> **ЗАДАЧА 1**
Ответьте по тексту о «Ламмермурской невесте»:
(a) С каким произведением, по словам текста, неизбежно ассоциируется история юных любовников?
(b) Где живёт Эдгар Равенсвуд?
(c) Какой смертью погибает Эдгар?

> **ИСХОДНЫЙ ТЕКСТ**
***
Примером еще более органического слияния гетерогенных элементов может служить «Ламмермурская невеста». История юных любовников, ставших жертвами роковой вражды двух семейств, вызывает неизбежные ассоциации с «Ромео и Джульеттой». Готический фон повествования оправдан, поскольку роман посвящен последнему из доблестного рода Равенсвудов — Эдгару, живущему в полуразрушенной старинной башне на скалистом берегу моря. В готический роман закономерно вливается фольклорно-балладная традиция: все местные сказания и легенды соединены с именем Равенсвуда, предки которого до недавнего времени властвовали над всей округой. Предания приобретают сюжетное значение, ибо страшными историями о «равенсвудовских» местах и связанными с ними зловещими суевериями и приметами доводят до безумия несчастную невесту Эдгара, Люси Аштон. Она умирает, как умерла когда-то легендарная наяда, полюбившая одного из Равенсвудов, а Эдгар тонет в зыбучих песках, словно выполняя предсказание народной песенки о конце своего дома.
***
> **ЗАДАЧА 2**
Найдите в приведённых ниже записях все строки, где встречается слово «statue», и перепишите их.

[Записи с координатной разметкой]
***
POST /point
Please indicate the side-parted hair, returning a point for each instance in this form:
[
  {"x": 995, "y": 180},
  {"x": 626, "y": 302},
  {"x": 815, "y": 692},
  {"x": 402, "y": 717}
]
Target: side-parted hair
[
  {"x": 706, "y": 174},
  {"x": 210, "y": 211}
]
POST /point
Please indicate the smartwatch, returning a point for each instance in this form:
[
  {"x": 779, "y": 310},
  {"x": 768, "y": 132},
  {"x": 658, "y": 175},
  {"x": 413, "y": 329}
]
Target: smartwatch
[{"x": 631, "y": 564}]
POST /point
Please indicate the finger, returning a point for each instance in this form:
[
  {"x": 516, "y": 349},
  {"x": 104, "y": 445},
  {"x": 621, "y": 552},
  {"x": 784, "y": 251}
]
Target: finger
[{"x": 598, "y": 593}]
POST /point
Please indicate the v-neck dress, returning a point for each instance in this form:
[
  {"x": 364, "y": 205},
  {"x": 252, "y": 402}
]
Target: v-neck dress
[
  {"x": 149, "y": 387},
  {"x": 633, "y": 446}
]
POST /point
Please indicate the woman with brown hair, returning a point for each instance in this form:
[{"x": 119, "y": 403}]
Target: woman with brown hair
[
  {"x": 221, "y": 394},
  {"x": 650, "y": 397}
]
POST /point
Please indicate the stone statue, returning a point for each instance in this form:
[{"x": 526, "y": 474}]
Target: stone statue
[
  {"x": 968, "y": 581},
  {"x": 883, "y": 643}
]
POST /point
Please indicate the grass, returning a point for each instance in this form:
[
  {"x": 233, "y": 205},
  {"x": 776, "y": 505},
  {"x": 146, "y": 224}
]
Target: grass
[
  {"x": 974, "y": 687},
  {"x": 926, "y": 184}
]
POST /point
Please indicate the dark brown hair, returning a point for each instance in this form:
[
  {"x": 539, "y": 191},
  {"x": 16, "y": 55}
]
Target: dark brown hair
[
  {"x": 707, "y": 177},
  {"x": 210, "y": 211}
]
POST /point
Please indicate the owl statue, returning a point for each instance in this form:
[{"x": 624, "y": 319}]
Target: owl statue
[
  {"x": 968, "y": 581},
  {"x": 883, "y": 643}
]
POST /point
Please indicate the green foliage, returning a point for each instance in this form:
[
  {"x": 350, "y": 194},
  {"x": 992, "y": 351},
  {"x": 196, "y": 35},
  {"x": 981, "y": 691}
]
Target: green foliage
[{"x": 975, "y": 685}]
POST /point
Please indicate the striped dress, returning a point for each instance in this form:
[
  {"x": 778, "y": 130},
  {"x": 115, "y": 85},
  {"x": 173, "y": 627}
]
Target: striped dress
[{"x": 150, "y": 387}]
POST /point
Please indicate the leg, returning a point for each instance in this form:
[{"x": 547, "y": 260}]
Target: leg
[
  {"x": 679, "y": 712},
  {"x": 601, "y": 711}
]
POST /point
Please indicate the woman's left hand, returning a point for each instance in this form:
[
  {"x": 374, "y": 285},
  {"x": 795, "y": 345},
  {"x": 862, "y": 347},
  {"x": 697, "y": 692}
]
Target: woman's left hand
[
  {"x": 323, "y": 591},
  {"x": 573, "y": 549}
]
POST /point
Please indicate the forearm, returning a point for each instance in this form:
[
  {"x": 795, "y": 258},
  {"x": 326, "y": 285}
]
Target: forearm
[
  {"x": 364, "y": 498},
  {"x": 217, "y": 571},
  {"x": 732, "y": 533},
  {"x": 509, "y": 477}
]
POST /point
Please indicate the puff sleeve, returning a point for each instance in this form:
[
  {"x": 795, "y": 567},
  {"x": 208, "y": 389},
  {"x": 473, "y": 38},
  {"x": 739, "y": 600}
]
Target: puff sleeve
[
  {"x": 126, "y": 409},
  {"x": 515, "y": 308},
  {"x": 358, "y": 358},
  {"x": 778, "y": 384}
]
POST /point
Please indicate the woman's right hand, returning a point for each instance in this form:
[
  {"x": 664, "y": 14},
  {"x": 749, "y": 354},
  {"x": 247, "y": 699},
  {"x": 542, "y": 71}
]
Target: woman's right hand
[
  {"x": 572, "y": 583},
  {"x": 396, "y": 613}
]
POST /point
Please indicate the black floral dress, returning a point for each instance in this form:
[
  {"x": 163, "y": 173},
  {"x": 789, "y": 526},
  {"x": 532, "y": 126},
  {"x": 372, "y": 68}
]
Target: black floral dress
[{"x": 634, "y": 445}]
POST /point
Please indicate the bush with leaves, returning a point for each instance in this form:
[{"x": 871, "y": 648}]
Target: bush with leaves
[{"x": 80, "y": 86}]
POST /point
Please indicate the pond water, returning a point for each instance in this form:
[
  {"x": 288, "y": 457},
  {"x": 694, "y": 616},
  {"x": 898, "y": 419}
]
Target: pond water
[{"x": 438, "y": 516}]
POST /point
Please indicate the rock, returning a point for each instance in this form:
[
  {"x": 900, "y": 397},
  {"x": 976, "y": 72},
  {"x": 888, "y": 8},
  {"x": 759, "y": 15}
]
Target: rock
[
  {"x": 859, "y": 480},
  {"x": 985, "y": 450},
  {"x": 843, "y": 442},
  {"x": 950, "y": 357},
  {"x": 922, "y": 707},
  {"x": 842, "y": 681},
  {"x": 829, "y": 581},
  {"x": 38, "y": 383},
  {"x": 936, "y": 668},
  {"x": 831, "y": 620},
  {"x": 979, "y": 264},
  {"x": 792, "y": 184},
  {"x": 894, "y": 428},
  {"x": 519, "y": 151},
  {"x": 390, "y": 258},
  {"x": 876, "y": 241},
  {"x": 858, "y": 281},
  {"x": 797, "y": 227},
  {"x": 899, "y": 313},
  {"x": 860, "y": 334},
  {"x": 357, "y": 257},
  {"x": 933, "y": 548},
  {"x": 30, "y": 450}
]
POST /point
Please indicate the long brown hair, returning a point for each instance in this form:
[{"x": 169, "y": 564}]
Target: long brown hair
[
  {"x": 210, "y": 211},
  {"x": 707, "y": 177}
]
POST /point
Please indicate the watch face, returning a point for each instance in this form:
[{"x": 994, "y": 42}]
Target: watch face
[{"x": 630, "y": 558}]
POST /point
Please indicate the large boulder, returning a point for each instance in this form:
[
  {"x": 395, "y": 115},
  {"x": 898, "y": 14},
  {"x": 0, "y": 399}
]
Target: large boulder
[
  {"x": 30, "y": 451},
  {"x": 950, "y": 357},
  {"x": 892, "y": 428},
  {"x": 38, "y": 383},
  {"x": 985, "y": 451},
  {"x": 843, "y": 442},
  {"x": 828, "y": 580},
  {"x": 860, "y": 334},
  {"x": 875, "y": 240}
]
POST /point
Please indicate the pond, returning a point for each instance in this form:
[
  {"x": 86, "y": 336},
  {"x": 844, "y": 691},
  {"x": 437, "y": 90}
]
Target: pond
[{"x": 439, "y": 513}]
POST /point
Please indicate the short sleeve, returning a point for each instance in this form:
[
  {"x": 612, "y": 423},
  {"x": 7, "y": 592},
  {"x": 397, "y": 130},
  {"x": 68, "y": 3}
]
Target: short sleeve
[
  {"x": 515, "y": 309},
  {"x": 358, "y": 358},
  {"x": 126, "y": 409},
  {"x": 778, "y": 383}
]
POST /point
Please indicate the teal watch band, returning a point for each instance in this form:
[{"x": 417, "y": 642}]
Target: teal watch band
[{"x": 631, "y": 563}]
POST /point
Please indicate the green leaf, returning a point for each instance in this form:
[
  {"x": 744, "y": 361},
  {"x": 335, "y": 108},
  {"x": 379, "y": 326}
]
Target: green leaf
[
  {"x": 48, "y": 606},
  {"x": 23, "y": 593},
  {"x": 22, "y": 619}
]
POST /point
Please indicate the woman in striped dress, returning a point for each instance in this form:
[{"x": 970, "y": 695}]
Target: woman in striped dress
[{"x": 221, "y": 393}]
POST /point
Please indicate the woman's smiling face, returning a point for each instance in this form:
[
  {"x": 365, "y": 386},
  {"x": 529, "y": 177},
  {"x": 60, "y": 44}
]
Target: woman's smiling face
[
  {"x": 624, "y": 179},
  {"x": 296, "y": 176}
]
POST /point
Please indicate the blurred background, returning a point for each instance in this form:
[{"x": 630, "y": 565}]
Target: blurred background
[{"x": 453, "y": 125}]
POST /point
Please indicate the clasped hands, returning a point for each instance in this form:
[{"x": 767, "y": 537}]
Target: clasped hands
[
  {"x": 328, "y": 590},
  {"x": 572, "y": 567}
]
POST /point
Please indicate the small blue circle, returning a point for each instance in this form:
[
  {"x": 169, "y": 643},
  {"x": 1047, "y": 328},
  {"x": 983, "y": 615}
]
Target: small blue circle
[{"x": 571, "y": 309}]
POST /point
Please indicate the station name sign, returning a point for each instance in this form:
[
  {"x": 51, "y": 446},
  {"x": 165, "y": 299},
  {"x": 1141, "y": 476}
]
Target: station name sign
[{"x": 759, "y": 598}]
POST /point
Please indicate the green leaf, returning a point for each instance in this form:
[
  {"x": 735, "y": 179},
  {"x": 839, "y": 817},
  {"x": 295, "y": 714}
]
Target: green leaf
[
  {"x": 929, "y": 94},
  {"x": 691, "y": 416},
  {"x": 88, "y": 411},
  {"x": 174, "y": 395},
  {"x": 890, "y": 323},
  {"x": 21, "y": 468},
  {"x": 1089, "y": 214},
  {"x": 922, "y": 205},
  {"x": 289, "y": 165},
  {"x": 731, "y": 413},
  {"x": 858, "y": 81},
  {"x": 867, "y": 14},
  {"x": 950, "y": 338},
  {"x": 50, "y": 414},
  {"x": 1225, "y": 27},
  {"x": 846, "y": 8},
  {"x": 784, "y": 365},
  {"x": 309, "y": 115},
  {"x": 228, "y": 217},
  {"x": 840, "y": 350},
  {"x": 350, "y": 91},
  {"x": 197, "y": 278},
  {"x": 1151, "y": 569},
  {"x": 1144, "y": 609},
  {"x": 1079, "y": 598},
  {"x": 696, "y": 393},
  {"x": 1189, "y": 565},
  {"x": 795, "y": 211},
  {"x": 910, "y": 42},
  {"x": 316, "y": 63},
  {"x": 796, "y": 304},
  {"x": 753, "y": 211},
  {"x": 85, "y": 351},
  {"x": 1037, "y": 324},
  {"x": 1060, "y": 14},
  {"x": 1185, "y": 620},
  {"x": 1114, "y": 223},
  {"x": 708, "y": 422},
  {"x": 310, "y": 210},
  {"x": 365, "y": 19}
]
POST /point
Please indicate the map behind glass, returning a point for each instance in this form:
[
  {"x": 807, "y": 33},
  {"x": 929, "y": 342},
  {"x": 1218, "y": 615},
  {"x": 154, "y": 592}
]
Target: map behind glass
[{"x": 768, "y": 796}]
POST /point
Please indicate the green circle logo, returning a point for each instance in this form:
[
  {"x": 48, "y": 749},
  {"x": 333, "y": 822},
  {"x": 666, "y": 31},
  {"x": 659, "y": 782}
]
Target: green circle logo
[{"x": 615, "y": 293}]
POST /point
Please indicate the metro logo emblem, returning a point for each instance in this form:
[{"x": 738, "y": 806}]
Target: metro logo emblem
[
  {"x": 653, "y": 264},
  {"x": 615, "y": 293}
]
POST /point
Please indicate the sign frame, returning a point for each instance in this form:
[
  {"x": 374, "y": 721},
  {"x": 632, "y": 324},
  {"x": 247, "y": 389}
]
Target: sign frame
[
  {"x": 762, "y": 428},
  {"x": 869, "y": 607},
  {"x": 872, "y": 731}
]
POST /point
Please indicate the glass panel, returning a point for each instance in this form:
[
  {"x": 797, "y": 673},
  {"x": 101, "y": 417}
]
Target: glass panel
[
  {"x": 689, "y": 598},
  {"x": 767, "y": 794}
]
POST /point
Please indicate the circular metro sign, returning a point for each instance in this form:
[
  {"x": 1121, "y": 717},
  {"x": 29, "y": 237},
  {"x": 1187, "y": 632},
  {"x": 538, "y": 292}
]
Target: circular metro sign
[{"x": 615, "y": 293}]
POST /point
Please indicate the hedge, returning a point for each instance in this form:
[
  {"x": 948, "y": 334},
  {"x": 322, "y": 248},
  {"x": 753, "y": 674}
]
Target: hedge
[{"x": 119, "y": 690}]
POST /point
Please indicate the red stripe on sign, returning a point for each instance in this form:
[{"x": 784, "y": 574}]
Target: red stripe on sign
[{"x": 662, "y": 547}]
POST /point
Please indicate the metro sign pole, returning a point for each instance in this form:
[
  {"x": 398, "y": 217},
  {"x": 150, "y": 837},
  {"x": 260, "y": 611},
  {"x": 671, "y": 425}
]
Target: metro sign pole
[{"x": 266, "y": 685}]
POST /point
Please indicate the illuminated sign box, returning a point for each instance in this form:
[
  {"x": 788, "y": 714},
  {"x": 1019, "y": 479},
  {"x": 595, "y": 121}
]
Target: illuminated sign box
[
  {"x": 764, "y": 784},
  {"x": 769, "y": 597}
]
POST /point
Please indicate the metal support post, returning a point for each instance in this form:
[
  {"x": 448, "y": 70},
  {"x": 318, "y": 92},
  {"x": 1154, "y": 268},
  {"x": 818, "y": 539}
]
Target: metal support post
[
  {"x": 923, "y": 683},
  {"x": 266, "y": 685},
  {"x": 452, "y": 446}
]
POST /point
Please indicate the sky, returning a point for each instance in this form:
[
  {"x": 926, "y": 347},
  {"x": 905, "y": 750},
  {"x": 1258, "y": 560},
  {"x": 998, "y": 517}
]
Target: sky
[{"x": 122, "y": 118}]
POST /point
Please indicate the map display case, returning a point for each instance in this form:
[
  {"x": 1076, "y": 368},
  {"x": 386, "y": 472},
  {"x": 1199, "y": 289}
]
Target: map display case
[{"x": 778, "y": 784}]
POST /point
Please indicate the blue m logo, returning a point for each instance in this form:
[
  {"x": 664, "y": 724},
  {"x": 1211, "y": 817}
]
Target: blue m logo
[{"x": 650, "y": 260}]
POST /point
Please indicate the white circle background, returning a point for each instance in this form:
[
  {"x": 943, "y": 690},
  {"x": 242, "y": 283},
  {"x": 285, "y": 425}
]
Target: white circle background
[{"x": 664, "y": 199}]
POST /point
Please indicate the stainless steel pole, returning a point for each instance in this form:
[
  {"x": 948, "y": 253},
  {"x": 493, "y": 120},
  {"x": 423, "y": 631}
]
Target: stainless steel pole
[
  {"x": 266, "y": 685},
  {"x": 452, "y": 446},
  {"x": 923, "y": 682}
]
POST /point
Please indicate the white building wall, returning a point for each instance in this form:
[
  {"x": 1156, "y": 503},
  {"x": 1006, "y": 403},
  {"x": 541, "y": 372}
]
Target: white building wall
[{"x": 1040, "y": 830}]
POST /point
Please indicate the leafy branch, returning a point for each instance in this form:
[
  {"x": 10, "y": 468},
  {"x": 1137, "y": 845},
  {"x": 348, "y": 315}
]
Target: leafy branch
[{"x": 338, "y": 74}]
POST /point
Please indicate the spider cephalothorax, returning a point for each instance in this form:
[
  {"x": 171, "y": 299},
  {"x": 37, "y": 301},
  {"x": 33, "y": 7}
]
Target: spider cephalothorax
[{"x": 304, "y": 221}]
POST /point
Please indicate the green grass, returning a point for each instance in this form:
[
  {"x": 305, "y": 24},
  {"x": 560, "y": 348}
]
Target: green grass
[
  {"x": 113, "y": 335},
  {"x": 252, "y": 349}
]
***
> **РАЗБОР РЕШЕНИЯ 1**
(a) С «Ромео и Джульеттой».
(b) В полуразрушенной старинной башне на скалистом берегу моря.
(c) Он тонет в зыбучих песках.

> **РАЗБОР РЕШЕНИЯ 2**
Please indicate the stone statue, returning a point for each instance in this form:
Target: stone statue
Please indicate the owl statue, returning a point for each instance in this form:
Target: owl statue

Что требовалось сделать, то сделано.